■ **抜粋文**
----

- 分類:傑作選
- 初出:別記
- 初刊:2014年/講談社文庫
- 刊行回数:1回
- 入手:品切れ
解題
綾辻行人・伊坂幸太郎・小野不由美・米澤穂信という豪華メンバーによる連城三紀彦の傑作選。
純粋な連城の個人傑作選が編まれるのは本書が初。連城ミステリ入門を意識して編まれたようだ。
各編の冒頭に選者のコメントがついている他、巻末には綾辻行人×伊坂幸太郎の特別対談が収録されている。
綾辻 選者の一人として、このアンソロジーはできるまでの経緯を簡単に説明しておきましょう。編集部の要請を受けてまず、綾辻行人、伊坂幸太郎、小野不由美、米澤穂信の四人がそれぞれに三編の推薦作を、いちおうの順位をつけて選んだんですね。で、それぞれが一位に推した四編を収録決定としたうえで、挙げられたほかの推薦作のなかから、伊坂さんと僕が相談してさらに二編を選んで加え、計六編としました。選出にあたっての基準は、「これまで連城三紀彦のミステリーを読んだことがない人に向けて」という、この本のコンセプトを前提にしています。
(中略)
綾辻 今日の対談で、作品の並び順も決まりましたね。トップには「依子の日記」を。連城作品を初めて読む人のことを考えると、これはとても取っつきがよくて読みやすいし、それでいて、さっきも言ったように連城ミステリーのルーツのような作品でもありますし。
伊坂 トリックが綾辻さんっぽい感じがするところも巻頭を飾るにふさわしい。
綾辻 そして、ラストには「母の手紙」を。
伊坂 短いけれどあいだに置いてしまうと「箸やすめ」的になってしまう。日記ではじまって手紙で終わる形も良いのではないでしょうか。あと二番目はやはり読みやすい普通のミステリーの形をしている作品をということで「眼の中の現場」に決まって。
綾辻 「眼の中の現場」は伊坂さんのイチオシですね。残る三編が、野球でいえば三番、四番、五番のクリーンナップになります。小野さん推薦の「花葬シリーズ」の傑作「桔梗の宿」、綾辻偏愛の異色作「親愛なるエス君へ」、そして米澤さん推薦の重厚作「花衣の客」……うん、とても良い並びになったと思います。
綾辻 連城さんは最後までミステリーがお好きだったんだな、と思います。

----

■ **提供情報**
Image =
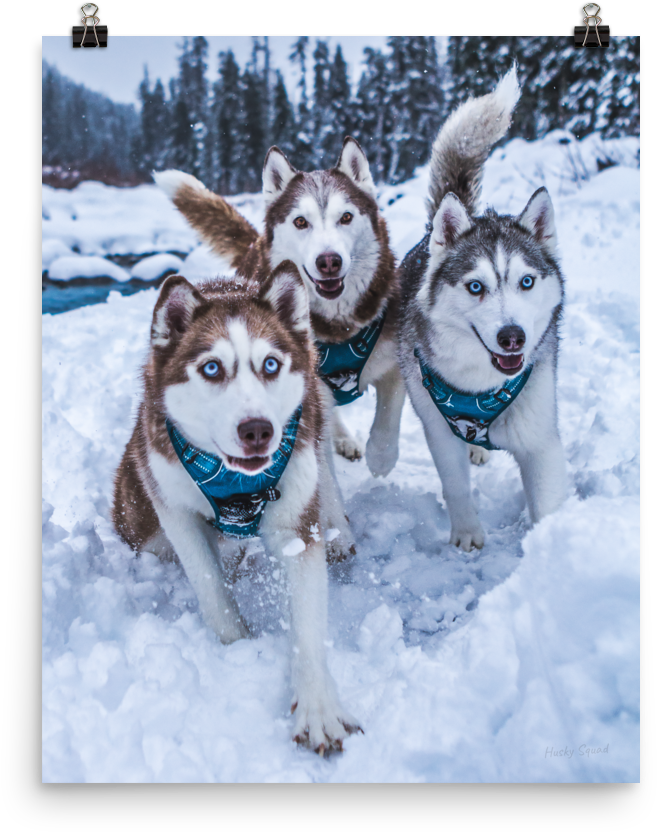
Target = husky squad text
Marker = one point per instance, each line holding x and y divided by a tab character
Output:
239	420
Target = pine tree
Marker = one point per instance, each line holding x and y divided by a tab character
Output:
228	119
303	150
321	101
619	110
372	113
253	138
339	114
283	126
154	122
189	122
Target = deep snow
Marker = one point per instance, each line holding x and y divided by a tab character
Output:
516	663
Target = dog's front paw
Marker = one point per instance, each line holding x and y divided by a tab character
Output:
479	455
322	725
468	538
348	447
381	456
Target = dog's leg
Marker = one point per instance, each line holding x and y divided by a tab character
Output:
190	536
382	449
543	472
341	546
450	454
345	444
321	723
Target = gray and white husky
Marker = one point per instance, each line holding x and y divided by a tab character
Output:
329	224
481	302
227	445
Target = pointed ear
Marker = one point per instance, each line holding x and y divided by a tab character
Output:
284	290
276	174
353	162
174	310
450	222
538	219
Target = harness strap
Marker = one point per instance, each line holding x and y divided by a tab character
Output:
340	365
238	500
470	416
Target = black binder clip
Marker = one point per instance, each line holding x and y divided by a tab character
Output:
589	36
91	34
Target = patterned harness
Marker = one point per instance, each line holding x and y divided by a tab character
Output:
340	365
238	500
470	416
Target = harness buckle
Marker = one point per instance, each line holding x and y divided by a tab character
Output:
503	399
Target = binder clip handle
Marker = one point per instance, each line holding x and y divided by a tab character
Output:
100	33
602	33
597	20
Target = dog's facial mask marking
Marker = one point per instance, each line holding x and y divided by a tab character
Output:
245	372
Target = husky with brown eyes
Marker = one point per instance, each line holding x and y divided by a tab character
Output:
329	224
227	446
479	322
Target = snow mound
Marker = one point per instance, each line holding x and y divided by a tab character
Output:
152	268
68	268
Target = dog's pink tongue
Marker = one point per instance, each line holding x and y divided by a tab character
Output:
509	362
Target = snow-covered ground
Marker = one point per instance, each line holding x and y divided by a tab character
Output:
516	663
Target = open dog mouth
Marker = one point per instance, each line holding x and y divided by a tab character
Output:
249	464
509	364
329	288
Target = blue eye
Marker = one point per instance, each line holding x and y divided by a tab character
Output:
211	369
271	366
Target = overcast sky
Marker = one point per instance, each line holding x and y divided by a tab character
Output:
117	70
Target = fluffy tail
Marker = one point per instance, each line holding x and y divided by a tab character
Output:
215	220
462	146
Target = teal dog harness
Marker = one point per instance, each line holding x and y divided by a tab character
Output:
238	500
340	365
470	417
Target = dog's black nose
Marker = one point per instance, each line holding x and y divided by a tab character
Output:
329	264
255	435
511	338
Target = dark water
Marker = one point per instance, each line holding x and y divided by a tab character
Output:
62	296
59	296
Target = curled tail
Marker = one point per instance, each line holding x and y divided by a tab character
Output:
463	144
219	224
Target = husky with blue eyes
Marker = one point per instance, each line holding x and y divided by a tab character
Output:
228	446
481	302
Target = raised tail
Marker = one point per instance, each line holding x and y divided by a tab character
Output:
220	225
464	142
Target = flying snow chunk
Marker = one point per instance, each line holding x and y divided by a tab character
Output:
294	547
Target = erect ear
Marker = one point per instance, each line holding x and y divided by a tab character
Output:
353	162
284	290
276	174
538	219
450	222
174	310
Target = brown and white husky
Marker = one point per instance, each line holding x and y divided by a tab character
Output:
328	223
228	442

----

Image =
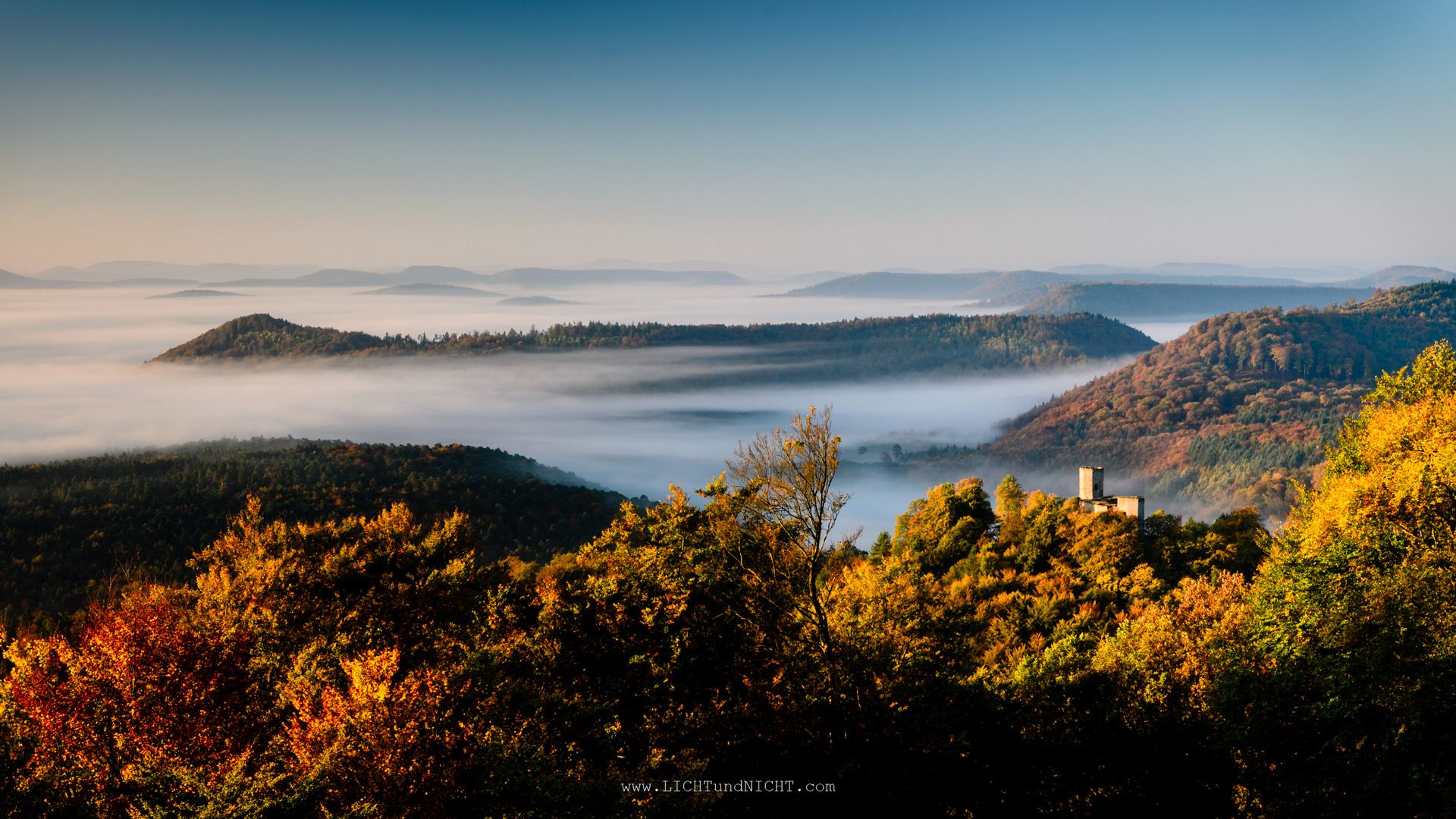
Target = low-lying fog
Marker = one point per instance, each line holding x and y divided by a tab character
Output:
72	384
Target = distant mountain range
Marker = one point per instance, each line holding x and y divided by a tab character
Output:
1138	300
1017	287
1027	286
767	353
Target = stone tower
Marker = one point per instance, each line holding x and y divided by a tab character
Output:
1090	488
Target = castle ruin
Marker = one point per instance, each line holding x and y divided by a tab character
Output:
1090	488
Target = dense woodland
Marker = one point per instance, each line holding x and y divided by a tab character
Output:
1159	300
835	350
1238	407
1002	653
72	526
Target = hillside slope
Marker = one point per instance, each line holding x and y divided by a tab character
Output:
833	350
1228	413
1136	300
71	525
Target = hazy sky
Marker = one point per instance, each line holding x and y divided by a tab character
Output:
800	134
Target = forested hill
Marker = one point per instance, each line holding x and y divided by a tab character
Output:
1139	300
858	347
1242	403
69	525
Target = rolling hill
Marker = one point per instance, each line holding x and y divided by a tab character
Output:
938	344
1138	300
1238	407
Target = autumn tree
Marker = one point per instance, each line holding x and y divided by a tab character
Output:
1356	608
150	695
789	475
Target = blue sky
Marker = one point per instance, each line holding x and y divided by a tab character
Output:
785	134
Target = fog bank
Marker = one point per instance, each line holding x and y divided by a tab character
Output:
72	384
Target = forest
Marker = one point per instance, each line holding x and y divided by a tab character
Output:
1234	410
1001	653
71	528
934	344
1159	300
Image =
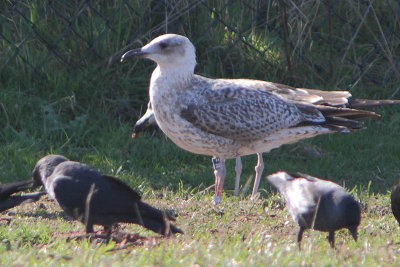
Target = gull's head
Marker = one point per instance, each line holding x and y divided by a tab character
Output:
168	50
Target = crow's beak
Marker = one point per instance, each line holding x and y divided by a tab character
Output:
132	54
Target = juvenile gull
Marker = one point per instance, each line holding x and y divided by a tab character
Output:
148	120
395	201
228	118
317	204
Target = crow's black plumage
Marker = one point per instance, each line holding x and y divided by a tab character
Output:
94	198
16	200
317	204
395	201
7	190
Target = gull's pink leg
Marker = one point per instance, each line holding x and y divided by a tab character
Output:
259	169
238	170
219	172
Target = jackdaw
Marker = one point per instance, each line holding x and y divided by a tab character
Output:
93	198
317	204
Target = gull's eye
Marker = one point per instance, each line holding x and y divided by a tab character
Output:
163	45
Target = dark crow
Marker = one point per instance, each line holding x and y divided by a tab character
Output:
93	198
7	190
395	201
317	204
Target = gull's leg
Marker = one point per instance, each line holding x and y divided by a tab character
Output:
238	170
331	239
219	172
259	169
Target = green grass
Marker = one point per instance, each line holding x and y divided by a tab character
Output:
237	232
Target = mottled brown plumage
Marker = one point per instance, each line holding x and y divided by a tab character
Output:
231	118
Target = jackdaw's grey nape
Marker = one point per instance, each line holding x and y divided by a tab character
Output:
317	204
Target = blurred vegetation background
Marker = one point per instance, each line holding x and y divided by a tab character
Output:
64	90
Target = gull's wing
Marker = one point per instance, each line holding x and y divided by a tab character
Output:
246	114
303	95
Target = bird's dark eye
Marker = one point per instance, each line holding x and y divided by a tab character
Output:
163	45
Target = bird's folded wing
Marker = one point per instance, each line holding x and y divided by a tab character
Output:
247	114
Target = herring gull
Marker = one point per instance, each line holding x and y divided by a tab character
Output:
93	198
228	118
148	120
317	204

----

■ **課題の指示**
抜粋文の対談部分で題名が挙げられている個々の作品（シリーズ名は除く）を、登場する順にすべて挙げてください。 各項目は抜粋文とは別個の資料です。

■ **解答例**
「依子の日記」
「母の手紙」
「眼の中の現場」
「桔梗の宿」
「親愛なるエス君へ」
「花衣の客」